Quote the records verbatim, starting at the line that contains "# give the mask of every instance of the blurred" and continuing through the final line of the records, including both.

[Start MATERIAL FOR THIS TASK]

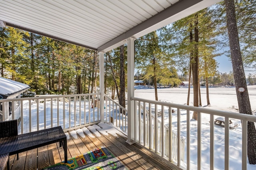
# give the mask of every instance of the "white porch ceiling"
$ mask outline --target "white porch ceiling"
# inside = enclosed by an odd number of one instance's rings
[[[106,52],[221,0],[0,0],[0,25]]]

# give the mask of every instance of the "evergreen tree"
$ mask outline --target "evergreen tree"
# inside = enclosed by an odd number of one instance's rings
[[[225,0],[226,21],[233,71],[239,112],[252,115],[242,58],[234,0]],[[239,88],[243,88],[240,91]],[[254,122],[247,124],[247,156],[250,164],[256,164],[256,129]]]

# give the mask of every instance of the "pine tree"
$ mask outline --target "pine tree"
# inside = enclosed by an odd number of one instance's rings
[[[226,21],[239,112],[252,115],[240,50],[234,0],[225,0]],[[242,88],[244,92],[238,88]],[[250,164],[256,164],[256,129],[254,122],[247,124],[247,156]]]

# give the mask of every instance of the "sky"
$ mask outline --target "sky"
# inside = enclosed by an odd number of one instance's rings
[[[226,55],[222,55],[220,56],[216,57],[215,57],[215,59],[218,63],[218,66],[219,67],[217,69],[220,72],[229,73],[230,71],[233,70],[232,63],[230,59]],[[244,67],[244,68],[246,78],[247,78],[248,75],[250,73],[252,74],[254,74],[256,73],[255,71],[252,70],[252,69],[246,67]]]
[[[135,87],[136,90],[134,92],[134,96],[136,97],[140,97],[140,98],[146,98],[148,100],[154,100],[154,89],[153,88],[148,88],[144,86],[136,86]],[[167,102],[173,103],[177,104],[183,104],[186,103],[187,100],[187,94],[188,91],[188,88],[160,88],[158,89],[158,99],[161,102]],[[249,94],[249,98],[250,102],[251,105],[252,109],[254,114],[256,113],[256,86],[248,86],[248,92]],[[236,96],[235,88],[210,88],[209,89],[210,101],[211,105],[205,107],[205,108],[207,108],[210,109],[217,109],[219,110],[225,111],[232,111],[232,112],[238,113],[238,104]],[[201,89],[201,95],[202,95],[202,106],[205,105],[206,103],[206,89],[205,88],[202,88]],[[192,94],[191,94],[191,98],[192,98]],[[221,97],[220,97],[221,96]],[[190,100],[191,101],[192,100]],[[34,129],[36,127],[36,123],[34,123],[34,122],[37,122],[36,114],[33,114],[31,115],[32,117],[29,117],[28,116],[29,114],[29,107],[28,106],[28,102],[25,102],[24,101],[23,108],[25,109],[24,110],[24,130],[26,129],[26,126],[25,125],[28,125],[28,122],[31,121],[32,123],[32,128]],[[56,101],[53,101],[54,104],[53,106],[54,106],[53,110],[53,114],[54,115],[57,114],[56,110],[57,107],[56,105]],[[190,103],[190,106],[192,106],[192,101]],[[43,109],[45,107],[47,109],[50,108],[50,102],[47,102],[46,104],[44,104],[39,103],[39,107],[38,107],[40,111],[39,112],[39,117],[41,116],[44,117],[44,111],[40,110],[41,109]],[[62,102],[60,102],[60,104],[62,106],[63,104],[61,104]],[[88,102],[87,102],[88,104]],[[33,103],[31,105],[31,111],[32,113],[36,113],[37,109],[36,103]],[[76,108],[79,107],[79,102],[76,103]],[[82,110],[84,110],[83,108],[84,106],[83,104],[81,104]],[[67,103],[68,104],[68,103]],[[93,117],[93,111],[92,109],[89,107],[89,104],[87,104],[86,106],[86,111],[90,111],[91,114],[91,117]],[[153,106],[154,105],[152,105]],[[112,107],[110,106],[110,107]],[[65,107],[65,108],[66,107]],[[68,107],[66,107],[68,108]],[[90,109],[89,109],[90,108]],[[172,113],[172,130],[174,133],[175,133],[177,131],[177,109],[173,108],[175,112]],[[60,113],[62,113],[62,107],[60,108]],[[154,108],[152,108],[152,110]],[[69,113],[68,110],[65,111],[65,114],[67,115],[66,117],[68,117]],[[97,115],[97,109],[96,109],[95,115]],[[164,110],[164,121],[165,124],[169,122],[168,118],[168,111],[167,110]],[[51,110],[51,109],[46,109],[46,110]],[[181,132],[181,135],[184,137],[186,140],[186,110],[181,110],[181,120],[182,121],[181,122],[180,127],[181,129],[182,129]],[[111,113],[112,113],[111,112]],[[192,117],[192,112],[190,112],[190,117]],[[46,127],[50,125],[51,123],[51,113],[50,111],[47,111],[46,113]],[[63,119],[62,114],[60,114],[60,119]],[[83,115],[84,113],[82,113],[81,115]],[[216,118],[219,116],[215,115],[214,118]],[[71,126],[74,125],[74,112],[70,113],[70,117],[71,118],[71,121],[70,123]],[[209,169],[210,167],[210,158],[209,150],[210,150],[210,143],[209,132],[210,131],[210,124],[209,119],[208,115],[206,114],[202,114],[202,139],[204,140],[202,142],[202,169]],[[53,116],[55,117],[55,116]],[[39,119],[40,125],[44,125],[44,118]],[[241,147],[242,147],[242,127],[241,125],[241,121],[240,120],[231,119],[232,121],[234,123],[237,123],[238,125],[236,127],[230,129],[230,170],[242,170],[241,167]],[[76,120],[79,121],[79,119]],[[115,119],[114,121],[118,121],[118,120]],[[42,121],[42,122],[41,122]],[[66,123],[68,123],[68,121],[66,120]],[[115,123],[115,122],[114,121]],[[78,122],[76,122],[76,124],[78,124]],[[60,125],[61,123],[60,123]],[[116,123],[114,123],[116,124]],[[119,124],[119,123],[117,123]],[[190,121],[191,127],[196,127],[197,126],[197,123],[196,121]],[[107,132],[106,132],[106,129],[108,129]],[[190,166],[191,169],[197,169],[197,128],[190,128]],[[119,133],[116,129],[112,128],[107,125],[103,123],[99,123],[98,125],[93,125],[92,126],[89,126],[87,128],[84,128],[82,129],[78,129],[76,131],[71,131],[69,132],[69,134],[72,135],[74,138],[77,137],[78,134],[81,136],[82,137],[86,137],[84,135],[84,133],[90,136],[99,136],[101,134],[106,135],[107,133],[114,134]],[[69,134],[66,133],[68,136],[68,138],[70,138]],[[224,143],[224,141],[225,139],[225,133],[224,128],[222,127],[214,126],[214,170],[223,170],[224,169],[224,152],[223,150],[225,149]],[[122,134],[121,134],[122,135]],[[186,147],[186,145],[185,147]],[[186,167],[186,148],[184,148],[182,152],[184,152],[184,156],[181,163],[182,166]],[[256,169],[256,165],[249,164],[248,162],[247,163],[247,170],[255,170]]]

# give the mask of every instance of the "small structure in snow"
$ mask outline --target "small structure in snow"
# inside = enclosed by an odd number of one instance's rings
[[[142,80],[134,80],[134,85],[135,86],[146,86],[146,83]]]
[[[225,127],[225,119],[223,117],[218,117],[215,119],[214,125],[220,126],[222,127]],[[232,122],[231,120],[229,120],[229,128],[233,128],[238,126],[236,122]]]
[[[20,94],[30,88],[30,87],[27,84],[0,77],[0,99],[20,98]],[[15,113],[16,114],[16,119],[20,117],[20,111],[19,111],[18,109],[20,106],[20,103],[16,103],[14,102],[4,103],[5,113],[4,120],[8,120],[12,113]],[[0,100],[0,121],[3,121],[3,102]]]
[[[190,83],[189,83],[188,82],[182,82],[181,83],[180,83],[180,86],[188,87],[189,84]],[[190,86],[191,86],[191,83],[190,83]]]

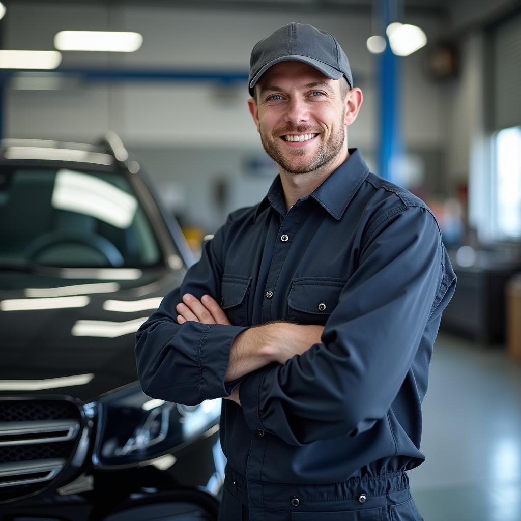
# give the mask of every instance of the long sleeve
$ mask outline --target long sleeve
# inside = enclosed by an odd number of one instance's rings
[[[189,292],[219,300],[227,225],[206,242],[201,260],[189,269],[180,288],[169,293],[136,333],[140,382],[149,396],[187,405],[229,396],[225,376],[230,348],[245,327],[177,322],[176,306]]]
[[[298,445],[356,436],[386,415],[455,277],[445,270],[428,210],[402,207],[384,217],[365,233],[321,343],[243,380],[240,398],[252,430]]]

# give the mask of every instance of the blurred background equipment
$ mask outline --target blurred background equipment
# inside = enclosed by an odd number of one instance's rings
[[[33,260],[66,256],[111,269],[162,262],[162,239],[128,188],[142,168],[199,255],[228,214],[258,203],[277,175],[247,110],[248,63],[255,43],[292,21],[332,33],[345,50],[364,98],[349,146],[430,206],[458,276],[424,404],[427,461],[411,472],[420,511],[429,521],[521,521],[519,0],[3,0],[0,138],[45,143],[5,147],[18,166],[0,175],[0,253],[18,264],[28,251]],[[66,164],[38,179],[29,171],[58,142],[90,143],[108,129],[121,138],[110,134],[130,185],[78,167],[79,154],[101,160],[97,148],[59,153]],[[123,157],[121,141],[139,163]],[[73,204],[82,210],[68,220]],[[79,228],[91,239],[95,232],[94,242],[70,241]],[[48,234],[57,230],[57,244]],[[166,262],[173,270],[190,263],[182,255]],[[45,286],[28,288],[39,296],[26,300],[45,305],[56,295],[39,293]],[[121,313],[121,299],[110,300],[105,311]],[[135,327],[136,312],[119,332]]]

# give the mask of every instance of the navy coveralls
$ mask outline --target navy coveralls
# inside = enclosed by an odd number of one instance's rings
[[[277,176],[232,213],[138,332],[151,396],[195,404],[241,382],[242,406],[222,402],[222,521],[421,519],[405,471],[425,460],[421,404],[456,277],[429,208],[350,152],[289,210]],[[233,325],[178,325],[187,292]],[[274,320],[323,325],[321,342],[225,383],[234,338]]]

[End MATERIAL FOR THIS TASK]

- EXERCISE OUTPUT -
# give the mask of every instance of the blurred background equipment
$ mask outline --target blurred background equipment
# inside = enclosed by an odd number of one instance's rings
[[[33,260],[66,256],[111,269],[162,262],[162,239],[128,188],[142,168],[199,255],[228,214],[258,203],[277,175],[247,110],[248,63],[255,43],[292,21],[332,33],[345,50],[364,98],[349,146],[430,206],[458,276],[424,404],[427,461],[411,472],[420,511],[429,521],[521,521],[519,0],[3,0],[0,138],[45,143],[5,147],[18,166],[0,175],[0,253],[18,264],[28,251]],[[66,164],[38,179],[29,171],[58,142],[90,143],[108,129],[121,138],[110,134],[130,185],[78,167],[79,154],[101,160],[97,148],[59,153]],[[123,157],[121,141],[139,163]],[[73,204],[82,210],[68,220]],[[79,228],[91,239],[95,232],[94,242],[70,241]],[[48,234],[57,230],[57,244]],[[166,262],[173,270],[190,263],[182,255]],[[45,286],[28,288],[39,296],[26,300],[45,305],[56,295],[39,293]],[[121,313],[121,299],[110,300],[105,311]],[[135,327],[136,312],[119,332]]]

# give the mask of every instance of the navy coveralls
$ mask outline --target navy coveralls
# inside = enclosed by an odd number of one instance's rings
[[[277,176],[232,213],[138,332],[151,396],[195,404],[241,382],[242,406],[222,402],[222,521],[421,519],[405,471],[425,460],[421,404],[456,277],[429,208],[350,152],[289,210]],[[233,325],[178,325],[187,292]],[[274,320],[323,325],[321,342],[225,383],[234,338]]]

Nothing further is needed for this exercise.